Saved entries

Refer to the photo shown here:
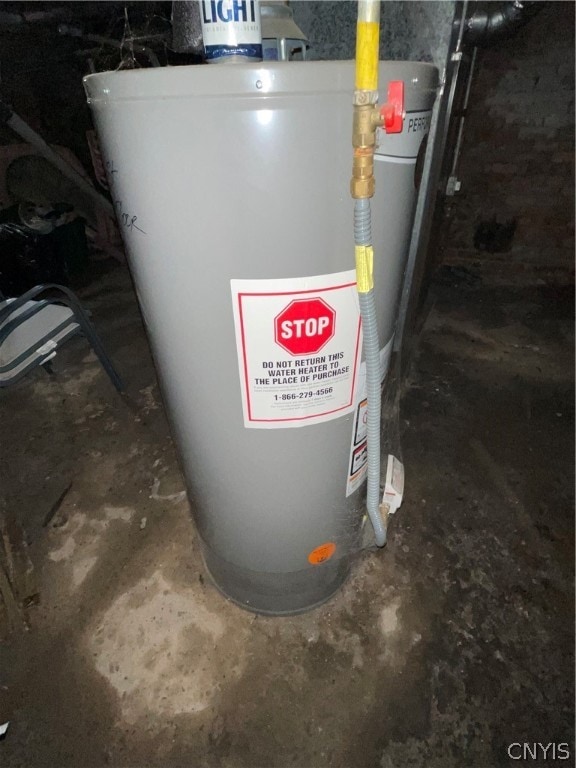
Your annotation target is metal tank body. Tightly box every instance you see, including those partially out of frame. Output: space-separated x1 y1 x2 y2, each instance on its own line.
84 61 437 614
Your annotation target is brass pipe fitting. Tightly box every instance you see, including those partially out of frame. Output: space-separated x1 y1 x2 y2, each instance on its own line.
351 148 375 199
352 103 382 147
351 102 384 200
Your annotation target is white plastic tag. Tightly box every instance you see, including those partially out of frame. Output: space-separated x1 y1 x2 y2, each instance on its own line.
36 340 58 357
382 455 404 514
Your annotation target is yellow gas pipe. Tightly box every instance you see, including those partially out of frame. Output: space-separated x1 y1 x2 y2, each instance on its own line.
351 0 382 200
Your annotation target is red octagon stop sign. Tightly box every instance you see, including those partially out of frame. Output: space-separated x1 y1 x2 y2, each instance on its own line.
274 297 335 356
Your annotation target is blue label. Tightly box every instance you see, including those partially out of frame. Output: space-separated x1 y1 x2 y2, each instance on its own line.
204 43 263 61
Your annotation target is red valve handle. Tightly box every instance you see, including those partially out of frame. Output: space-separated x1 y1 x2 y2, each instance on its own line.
380 80 404 134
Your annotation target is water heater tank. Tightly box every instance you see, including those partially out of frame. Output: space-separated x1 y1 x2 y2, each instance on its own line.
84 61 438 614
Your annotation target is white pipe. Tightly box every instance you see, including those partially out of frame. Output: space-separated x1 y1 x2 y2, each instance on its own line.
357 0 380 24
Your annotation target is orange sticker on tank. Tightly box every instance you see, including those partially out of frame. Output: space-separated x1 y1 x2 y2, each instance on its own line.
308 542 336 565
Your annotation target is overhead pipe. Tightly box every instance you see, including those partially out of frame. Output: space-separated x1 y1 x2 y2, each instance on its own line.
0 8 71 26
465 0 542 45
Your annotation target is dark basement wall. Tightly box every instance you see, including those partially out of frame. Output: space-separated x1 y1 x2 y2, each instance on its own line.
444 2 575 272
0 3 172 183
0 30 93 173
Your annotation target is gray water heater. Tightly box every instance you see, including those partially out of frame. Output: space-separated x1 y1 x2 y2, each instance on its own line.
84 61 438 614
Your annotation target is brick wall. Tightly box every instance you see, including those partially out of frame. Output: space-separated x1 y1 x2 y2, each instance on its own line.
444 3 574 271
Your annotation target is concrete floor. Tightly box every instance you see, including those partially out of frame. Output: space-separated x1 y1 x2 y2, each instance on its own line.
0 262 573 767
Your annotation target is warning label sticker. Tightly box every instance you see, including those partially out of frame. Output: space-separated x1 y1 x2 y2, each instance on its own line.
345 335 394 496
231 271 362 429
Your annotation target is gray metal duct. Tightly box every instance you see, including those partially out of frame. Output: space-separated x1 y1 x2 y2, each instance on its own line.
465 1 543 45
171 1 204 54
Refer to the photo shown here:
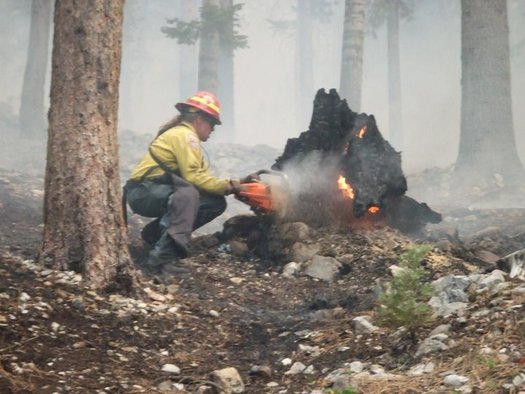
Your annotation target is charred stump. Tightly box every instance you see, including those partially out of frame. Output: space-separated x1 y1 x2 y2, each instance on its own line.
271 88 441 233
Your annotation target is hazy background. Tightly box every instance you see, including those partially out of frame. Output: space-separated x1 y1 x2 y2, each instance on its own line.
1 0 524 175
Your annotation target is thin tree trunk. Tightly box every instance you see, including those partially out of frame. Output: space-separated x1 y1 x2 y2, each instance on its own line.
42 0 138 292
387 0 403 151
217 0 235 142
121 0 140 130
178 0 200 99
455 0 524 187
198 0 220 93
295 0 314 130
339 0 368 112
19 0 52 139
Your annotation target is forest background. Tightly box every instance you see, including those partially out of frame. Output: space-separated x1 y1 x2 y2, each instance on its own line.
1 0 524 174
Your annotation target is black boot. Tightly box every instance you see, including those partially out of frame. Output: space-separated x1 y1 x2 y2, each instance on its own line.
141 218 162 246
147 233 190 277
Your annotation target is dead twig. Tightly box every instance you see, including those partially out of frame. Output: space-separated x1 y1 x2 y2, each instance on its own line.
0 335 40 353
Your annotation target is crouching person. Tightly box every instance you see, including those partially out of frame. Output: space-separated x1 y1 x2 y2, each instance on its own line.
125 91 242 277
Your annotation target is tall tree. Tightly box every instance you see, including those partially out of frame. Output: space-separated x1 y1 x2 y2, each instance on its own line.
41 0 138 292
177 0 200 99
267 0 339 130
161 0 247 141
295 0 314 128
386 0 402 151
121 0 146 130
339 0 368 112
162 0 247 141
19 0 52 139
0 1 31 129
454 0 524 190
217 0 235 140
197 0 221 93
368 0 414 151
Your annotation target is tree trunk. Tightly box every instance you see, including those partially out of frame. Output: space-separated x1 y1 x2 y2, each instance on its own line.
339 0 368 112
178 0 200 99
217 0 235 142
19 0 52 139
455 0 524 189
41 0 138 293
121 0 142 130
0 2 31 111
198 0 220 93
387 0 403 152
295 0 314 130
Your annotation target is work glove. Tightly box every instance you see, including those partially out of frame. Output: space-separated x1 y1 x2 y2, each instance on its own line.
240 173 260 184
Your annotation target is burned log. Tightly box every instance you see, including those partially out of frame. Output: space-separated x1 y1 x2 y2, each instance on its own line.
271 88 441 233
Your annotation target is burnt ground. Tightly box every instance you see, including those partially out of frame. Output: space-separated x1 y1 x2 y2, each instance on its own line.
2 167 525 393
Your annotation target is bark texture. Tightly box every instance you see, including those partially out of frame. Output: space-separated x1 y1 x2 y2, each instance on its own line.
19 0 52 138
339 0 368 112
456 0 524 189
42 0 137 292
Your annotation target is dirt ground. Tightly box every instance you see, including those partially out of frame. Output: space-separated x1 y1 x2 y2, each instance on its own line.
2 167 525 393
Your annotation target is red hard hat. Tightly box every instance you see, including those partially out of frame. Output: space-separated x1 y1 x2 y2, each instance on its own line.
175 91 222 125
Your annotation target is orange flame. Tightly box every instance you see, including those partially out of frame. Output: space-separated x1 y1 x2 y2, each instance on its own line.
337 175 380 215
337 175 354 199
368 206 380 214
358 125 367 139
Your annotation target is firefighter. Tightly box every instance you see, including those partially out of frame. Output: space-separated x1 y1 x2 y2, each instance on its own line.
125 91 253 276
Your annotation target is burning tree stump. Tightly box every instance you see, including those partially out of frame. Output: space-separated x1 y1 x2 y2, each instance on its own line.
271 88 441 233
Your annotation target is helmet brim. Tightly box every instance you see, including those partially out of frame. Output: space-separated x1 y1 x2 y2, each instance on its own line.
175 102 222 125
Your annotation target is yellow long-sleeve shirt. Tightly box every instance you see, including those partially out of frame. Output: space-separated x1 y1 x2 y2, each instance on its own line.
129 122 230 195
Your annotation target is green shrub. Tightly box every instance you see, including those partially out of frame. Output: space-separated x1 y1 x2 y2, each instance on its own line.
374 245 435 339
325 388 359 394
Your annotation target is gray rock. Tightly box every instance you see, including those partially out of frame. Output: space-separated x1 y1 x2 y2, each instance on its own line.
429 324 451 336
428 296 468 317
478 270 506 289
432 275 470 293
415 337 449 357
282 262 301 278
210 367 245 393
430 333 449 342
289 242 321 263
157 380 176 392
161 364 180 374
501 248 525 279
512 373 525 387
284 362 306 375
443 374 469 387
370 364 385 375
303 365 315 374
303 255 342 282
348 361 364 373
407 362 435 376
351 316 378 334
19 292 31 302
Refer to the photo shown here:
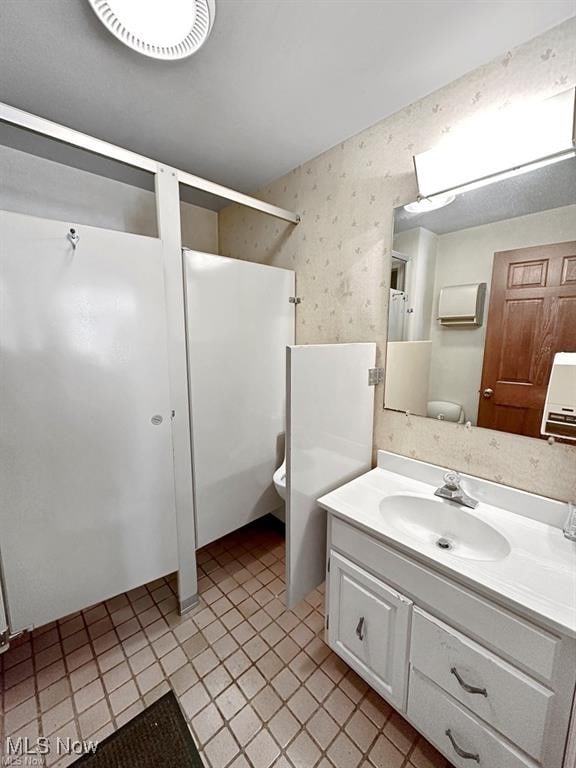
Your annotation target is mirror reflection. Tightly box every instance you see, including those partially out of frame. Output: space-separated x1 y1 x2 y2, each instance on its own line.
386 156 576 439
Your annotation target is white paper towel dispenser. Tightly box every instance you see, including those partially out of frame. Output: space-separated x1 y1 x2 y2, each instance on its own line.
541 352 576 441
438 283 486 327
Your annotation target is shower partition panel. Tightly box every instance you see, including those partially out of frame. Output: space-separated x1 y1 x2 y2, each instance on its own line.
184 250 295 547
0 210 178 633
286 343 376 608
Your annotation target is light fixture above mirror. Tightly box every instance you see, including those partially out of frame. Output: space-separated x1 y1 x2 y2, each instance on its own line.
89 0 216 60
413 88 576 200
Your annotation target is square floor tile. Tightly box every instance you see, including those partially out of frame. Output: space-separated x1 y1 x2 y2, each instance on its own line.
268 706 300 748
229 704 262 746
244 728 281 768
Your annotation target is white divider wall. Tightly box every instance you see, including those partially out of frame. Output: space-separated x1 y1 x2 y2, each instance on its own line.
184 251 295 547
286 343 376 607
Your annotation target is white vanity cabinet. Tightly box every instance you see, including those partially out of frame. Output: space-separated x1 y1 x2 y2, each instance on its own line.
325 515 576 768
328 552 412 710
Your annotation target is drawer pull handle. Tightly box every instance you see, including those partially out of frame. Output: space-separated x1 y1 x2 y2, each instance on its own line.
451 667 488 697
355 617 365 641
445 729 480 762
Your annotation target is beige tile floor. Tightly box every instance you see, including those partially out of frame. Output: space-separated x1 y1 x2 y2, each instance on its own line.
1 517 452 768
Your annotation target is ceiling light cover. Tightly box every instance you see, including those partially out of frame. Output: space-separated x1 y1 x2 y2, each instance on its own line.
89 0 216 60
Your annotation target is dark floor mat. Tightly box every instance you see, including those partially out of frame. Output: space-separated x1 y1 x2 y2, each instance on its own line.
72 691 203 767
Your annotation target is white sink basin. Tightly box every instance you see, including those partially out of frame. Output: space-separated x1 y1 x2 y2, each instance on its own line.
380 493 511 561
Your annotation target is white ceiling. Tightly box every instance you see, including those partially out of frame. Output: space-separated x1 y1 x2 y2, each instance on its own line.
0 0 573 208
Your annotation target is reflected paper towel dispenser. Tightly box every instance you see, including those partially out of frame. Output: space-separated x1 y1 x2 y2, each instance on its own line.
438 283 486 327
541 352 576 441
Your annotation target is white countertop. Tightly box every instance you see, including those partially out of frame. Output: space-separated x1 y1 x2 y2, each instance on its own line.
318 455 576 638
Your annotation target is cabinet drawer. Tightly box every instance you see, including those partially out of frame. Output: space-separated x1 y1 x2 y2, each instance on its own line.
408 669 537 768
328 552 412 710
411 608 553 761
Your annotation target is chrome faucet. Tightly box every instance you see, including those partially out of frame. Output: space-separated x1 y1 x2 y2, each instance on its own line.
434 471 479 509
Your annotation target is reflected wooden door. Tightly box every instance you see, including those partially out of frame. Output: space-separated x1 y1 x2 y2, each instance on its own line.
478 242 576 437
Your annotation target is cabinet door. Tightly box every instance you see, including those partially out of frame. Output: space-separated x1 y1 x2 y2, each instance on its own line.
328 551 412 710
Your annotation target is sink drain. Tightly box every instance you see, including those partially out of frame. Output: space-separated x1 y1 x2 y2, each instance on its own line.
436 537 453 551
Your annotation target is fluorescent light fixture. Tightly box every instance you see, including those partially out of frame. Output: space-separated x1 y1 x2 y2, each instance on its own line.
89 0 216 60
428 151 575 199
404 194 455 214
414 88 576 199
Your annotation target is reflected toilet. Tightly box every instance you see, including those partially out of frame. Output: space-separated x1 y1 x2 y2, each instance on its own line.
427 400 465 423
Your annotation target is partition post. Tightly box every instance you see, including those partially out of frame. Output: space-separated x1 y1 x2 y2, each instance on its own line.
155 164 198 614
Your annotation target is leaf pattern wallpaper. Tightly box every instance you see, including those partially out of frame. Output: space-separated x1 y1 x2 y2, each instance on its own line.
219 17 576 502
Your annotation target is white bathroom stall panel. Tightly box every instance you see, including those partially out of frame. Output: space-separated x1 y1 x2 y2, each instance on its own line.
184 250 295 547
286 343 376 608
0 210 178 632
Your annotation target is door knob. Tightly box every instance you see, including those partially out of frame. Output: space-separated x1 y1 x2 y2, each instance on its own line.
482 388 494 399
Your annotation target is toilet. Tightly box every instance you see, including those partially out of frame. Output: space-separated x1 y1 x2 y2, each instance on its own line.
427 400 465 423
273 458 287 500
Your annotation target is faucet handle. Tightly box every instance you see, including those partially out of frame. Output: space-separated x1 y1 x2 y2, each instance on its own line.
443 471 461 490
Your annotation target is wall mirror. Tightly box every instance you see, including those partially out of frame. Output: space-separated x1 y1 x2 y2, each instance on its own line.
386 155 576 440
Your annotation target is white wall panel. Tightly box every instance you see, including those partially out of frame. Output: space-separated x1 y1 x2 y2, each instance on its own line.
286 343 375 607
0 211 178 631
184 251 295 547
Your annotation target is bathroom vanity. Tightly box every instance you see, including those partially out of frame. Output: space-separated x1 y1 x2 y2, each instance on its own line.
318 452 576 768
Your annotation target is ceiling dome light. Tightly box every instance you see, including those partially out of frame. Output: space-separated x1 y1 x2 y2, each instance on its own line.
89 0 216 60
403 194 456 214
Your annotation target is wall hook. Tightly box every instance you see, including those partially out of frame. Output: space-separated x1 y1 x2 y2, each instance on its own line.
67 228 80 250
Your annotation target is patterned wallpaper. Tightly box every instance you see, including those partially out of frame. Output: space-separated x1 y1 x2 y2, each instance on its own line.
219 18 576 503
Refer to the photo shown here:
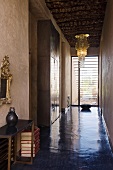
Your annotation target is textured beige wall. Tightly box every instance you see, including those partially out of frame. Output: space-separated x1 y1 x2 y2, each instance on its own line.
100 0 113 145
0 0 29 126
61 42 71 108
65 44 71 107
72 60 78 104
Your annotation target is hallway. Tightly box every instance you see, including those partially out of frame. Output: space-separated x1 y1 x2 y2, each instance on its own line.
12 107 113 170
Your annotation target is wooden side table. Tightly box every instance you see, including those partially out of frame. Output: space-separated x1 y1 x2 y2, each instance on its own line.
0 119 34 170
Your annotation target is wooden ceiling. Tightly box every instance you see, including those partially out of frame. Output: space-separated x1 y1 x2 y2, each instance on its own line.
45 0 107 47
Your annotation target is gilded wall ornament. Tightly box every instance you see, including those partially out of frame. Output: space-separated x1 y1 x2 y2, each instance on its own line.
0 56 13 105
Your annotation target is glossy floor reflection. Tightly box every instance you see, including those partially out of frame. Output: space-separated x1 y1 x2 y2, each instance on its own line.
12 107 113 170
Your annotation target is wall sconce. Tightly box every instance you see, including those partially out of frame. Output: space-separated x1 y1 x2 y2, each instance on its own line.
75 34 89 67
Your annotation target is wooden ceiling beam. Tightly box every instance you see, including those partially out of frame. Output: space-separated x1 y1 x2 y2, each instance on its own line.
45 0 107 4
45 0 107 47
55 16 105 23
47 4 106 11
58 21 103 27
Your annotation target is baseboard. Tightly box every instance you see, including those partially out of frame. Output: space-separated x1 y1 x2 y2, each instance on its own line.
102 113 113 153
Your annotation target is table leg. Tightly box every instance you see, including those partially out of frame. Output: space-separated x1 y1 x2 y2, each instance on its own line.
31 121 34 163
8 137 12 170
14 135 17 162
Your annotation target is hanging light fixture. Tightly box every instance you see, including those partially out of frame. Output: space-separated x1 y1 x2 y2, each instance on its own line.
75 34 89 67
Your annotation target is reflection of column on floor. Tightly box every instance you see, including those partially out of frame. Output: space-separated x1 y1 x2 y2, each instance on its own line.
58 109 73 150
51 107 59 123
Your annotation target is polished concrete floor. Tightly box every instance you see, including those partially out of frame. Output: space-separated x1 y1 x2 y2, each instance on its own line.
11 107 113 170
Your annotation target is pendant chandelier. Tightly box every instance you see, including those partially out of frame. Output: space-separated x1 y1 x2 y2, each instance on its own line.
75 34 89 67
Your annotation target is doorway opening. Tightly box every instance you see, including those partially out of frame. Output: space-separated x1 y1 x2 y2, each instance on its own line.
72 56 98 106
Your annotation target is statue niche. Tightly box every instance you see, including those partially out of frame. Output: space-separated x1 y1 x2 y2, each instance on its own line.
0 56 12 105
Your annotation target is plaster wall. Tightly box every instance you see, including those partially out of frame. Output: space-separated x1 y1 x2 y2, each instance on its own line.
0 0 29 126
61 42 71 108
72 60 78 104
100 0 113 145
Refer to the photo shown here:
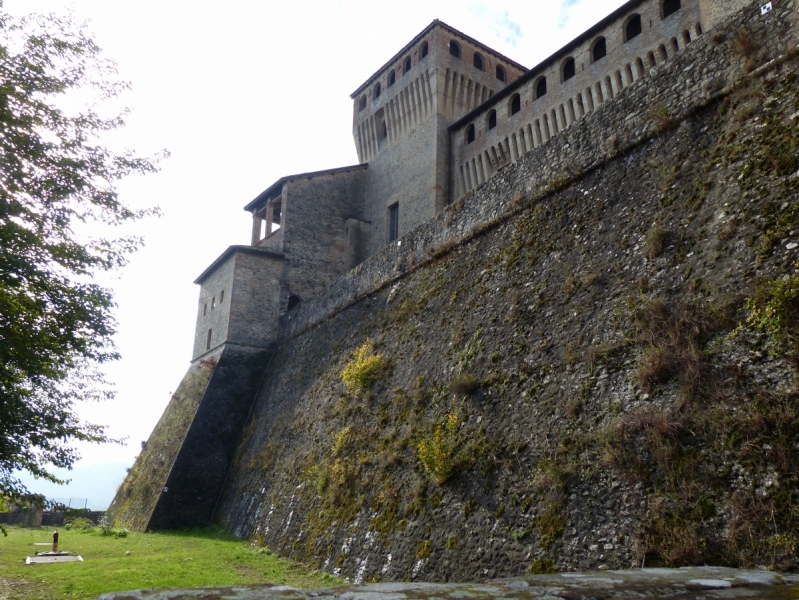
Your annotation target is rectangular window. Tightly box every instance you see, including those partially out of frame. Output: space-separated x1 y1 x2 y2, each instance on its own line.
388 203 399 242
206 328 212 350
220 290 225 303
203 304 207 316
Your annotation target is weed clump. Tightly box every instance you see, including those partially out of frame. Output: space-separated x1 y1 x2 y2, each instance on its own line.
450 372 479 396
417 415 460 484
529 558 558 574
643 223 667 259
745 274 799 355
341 340 385 394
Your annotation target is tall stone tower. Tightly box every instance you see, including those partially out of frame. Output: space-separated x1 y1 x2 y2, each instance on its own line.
350 21 527 257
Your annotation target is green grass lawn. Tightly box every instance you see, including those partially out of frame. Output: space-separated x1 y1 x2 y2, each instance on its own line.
0 525 341 599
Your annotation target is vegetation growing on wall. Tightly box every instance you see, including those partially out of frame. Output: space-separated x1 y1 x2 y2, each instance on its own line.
217 46 799 582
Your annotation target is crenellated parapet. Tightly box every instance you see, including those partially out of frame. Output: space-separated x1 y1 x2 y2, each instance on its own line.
449 0 706 201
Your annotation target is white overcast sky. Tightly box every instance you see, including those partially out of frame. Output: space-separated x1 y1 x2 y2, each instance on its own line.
6 0 628 509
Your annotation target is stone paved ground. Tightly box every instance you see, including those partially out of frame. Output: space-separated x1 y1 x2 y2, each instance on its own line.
99 568 799 599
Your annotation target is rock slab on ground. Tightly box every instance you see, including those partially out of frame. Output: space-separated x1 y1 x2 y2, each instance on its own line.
98 568 799 599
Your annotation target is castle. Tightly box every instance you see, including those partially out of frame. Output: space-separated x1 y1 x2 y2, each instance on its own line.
190 0 750 365
109 0 785 544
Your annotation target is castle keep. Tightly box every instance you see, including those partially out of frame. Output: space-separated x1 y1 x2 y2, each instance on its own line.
109 0 799 579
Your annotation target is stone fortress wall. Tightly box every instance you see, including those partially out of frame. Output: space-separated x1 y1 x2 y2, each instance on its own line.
109 0 799 544
449 0 705 200
279 0 798 344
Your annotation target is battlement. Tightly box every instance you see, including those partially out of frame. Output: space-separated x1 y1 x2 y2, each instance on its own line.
450 0 704 200
351 20 527 164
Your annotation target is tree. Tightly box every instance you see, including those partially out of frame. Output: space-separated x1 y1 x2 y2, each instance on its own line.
0 10 166 525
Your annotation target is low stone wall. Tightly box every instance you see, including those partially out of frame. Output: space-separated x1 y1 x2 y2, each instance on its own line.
279 0 798 344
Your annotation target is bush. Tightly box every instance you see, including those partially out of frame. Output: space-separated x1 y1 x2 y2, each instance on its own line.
745 275 799 354
341 340 385 394
417 415 460 484
64 517 94 531
450 372 479 396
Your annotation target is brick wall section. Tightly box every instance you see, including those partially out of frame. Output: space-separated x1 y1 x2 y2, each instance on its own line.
280 167 367 309
280 0 799 342
192 249 284 361
147 346 270 530
450 0 705 200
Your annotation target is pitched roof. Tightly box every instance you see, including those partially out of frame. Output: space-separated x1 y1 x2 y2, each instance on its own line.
194 245 284 284
243 164 368 212
350 19 528 99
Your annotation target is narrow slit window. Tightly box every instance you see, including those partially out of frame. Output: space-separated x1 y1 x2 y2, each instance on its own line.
211 296 216 309
388 203 399 242
206 328 212 350
203 304 207 316
220 290 224 303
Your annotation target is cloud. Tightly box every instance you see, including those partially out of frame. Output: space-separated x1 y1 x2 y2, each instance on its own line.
556 0 581 29
490 10 523 47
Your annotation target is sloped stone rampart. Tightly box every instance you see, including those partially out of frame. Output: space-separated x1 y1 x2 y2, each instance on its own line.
216 12 799 582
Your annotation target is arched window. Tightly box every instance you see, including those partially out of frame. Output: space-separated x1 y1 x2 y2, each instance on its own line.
625 14 642 41
562 58 575 81
403 56 412 74
683 30 692 45
535 76 547 99
671 37 679 54
648 51 657 68
510 93 521 115
474 53 484 70
487 110 497 130
663 0 681 18
659 44 668 62
450 40 461 59
421 42 429 58
374 83 381 99
379 121 387 140
466 124 475 144
496 65 506 82
359 96 367 111
592 37 607 62
388 71 396 87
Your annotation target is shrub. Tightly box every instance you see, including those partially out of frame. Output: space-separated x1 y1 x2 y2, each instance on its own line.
745 275 799 354
416 540 433 559
341 340 385 393
529 558 558 574
417 415 460 484
450 372 479 396
64 517 94 531
643 223 667 259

## Task description
Give back, word for word, only the lines from the one containing "Your annotation target is arched" through the closing line of the entries.

## Solution
Your annotation target is arched window. Tightly box every instance you see, including those partially out of frame. Output: space-separated x1 y1 x2 y2, each instance on its own line.
625 14 642 41
562 58 575 81
403 56 412 74
683 30 692 45
535 76 547 99
671 37 679 54
648 51 657 68
510 93 521 115
474 53 484 70
487 110 497 130
663 0 681 18
659 44 668 62
450 40 461 59
421 42 429 58
374 83 381 99
379 121 387 140
466 124 475 144
496 65 506 82
359 96 367 111
592 37 607 62
388 71 396 87
Your annotation target is shrub. Tightly box every instance you see, including those partially out of frame. Output: space-separated x1 y1 x2 y2, each instance on its own line.
745 275 799 354
416 540 433 559
341 340 385 393
529 558 558 574
417 415 460 484
450 372 479 396
64 517 94 531
643 223 667 259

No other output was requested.